• The task:
Please decide whether each statement agrees with the passage on the 1968 Tour de France: (a) the race ended in Paris; (b) the Tour opened with a team time trial; (c) Stage 10 was a mountain stage. Answer yes or no for each and quote the words from the passage that settle it.

• Document passage:
__________________________________________________
The 1968 Tour de France was the 55th edition of Tour de France, one of cycling's Grand Tours. The Tour began in Vittel with an individual time trial on 27 June and Stage 10 occurred on 8 July with a flat stage to Bayonne. The race finished in Paris on 21 July.

==Stage 1a==
27 June 1968 - Vittel, 6.1 km (ITT)
__________________________________________________
• Listing:
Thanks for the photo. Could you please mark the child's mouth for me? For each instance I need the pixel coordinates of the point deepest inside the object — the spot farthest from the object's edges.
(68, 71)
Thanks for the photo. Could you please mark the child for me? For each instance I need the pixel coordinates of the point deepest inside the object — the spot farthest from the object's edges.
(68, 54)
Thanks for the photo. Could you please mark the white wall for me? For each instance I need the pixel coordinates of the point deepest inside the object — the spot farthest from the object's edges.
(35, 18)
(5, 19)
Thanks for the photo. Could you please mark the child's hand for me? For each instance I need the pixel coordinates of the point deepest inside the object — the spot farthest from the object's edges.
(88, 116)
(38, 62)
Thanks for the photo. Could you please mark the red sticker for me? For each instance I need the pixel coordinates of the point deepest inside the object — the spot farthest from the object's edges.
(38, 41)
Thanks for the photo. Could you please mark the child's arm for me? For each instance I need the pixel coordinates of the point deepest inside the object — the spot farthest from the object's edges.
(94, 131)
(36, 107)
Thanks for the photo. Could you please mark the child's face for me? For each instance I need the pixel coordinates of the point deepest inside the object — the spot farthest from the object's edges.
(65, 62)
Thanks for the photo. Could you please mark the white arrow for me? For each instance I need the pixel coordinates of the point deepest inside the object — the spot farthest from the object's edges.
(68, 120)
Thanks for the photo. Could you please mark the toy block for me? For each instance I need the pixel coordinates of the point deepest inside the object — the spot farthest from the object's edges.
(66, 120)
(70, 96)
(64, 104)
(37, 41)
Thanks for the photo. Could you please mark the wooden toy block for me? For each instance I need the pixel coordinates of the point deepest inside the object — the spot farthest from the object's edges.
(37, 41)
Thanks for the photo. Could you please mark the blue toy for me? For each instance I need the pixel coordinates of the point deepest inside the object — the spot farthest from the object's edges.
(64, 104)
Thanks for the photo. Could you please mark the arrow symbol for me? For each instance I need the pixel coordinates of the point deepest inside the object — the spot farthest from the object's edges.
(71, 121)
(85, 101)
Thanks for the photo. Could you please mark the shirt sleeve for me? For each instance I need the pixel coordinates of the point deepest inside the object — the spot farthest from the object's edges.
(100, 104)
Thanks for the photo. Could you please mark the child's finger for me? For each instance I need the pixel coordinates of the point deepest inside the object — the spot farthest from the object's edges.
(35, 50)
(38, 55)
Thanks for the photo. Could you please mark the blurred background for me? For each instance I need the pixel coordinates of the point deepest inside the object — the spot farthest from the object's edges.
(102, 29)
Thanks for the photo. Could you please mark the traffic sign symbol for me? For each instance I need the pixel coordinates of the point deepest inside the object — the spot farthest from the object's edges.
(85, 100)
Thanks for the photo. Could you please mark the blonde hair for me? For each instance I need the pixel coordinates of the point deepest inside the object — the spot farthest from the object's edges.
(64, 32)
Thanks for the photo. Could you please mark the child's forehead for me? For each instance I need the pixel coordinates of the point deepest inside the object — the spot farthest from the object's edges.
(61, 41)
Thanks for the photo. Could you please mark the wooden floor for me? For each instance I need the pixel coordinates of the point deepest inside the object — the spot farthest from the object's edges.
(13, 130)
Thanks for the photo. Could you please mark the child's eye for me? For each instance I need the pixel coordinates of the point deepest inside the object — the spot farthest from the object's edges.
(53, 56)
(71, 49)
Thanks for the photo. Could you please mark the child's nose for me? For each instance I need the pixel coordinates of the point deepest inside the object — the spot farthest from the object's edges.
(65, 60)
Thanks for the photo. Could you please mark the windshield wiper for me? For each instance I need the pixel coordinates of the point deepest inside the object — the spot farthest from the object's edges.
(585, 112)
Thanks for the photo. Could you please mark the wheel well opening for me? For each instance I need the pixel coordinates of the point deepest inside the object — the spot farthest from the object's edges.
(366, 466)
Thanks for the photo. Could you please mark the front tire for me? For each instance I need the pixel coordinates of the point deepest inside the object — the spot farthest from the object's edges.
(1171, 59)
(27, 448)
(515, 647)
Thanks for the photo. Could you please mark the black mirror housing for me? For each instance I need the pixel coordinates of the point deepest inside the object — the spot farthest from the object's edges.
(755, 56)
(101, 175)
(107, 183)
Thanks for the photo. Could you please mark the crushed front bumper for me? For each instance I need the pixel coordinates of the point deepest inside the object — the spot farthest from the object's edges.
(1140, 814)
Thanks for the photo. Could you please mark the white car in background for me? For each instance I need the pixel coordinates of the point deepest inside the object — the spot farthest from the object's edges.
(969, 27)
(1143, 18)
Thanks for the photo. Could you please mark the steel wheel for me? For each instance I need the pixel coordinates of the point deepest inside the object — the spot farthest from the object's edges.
__________________________________________________
• Task response:
(a) Yes: "The race finished in Paris on 21 July."
(b) No: "The Tour began in Vittel with an individual time trial on 27 June"
(c) No: "Stage 10 occurred on 8 July with a flat stage to Bayonne."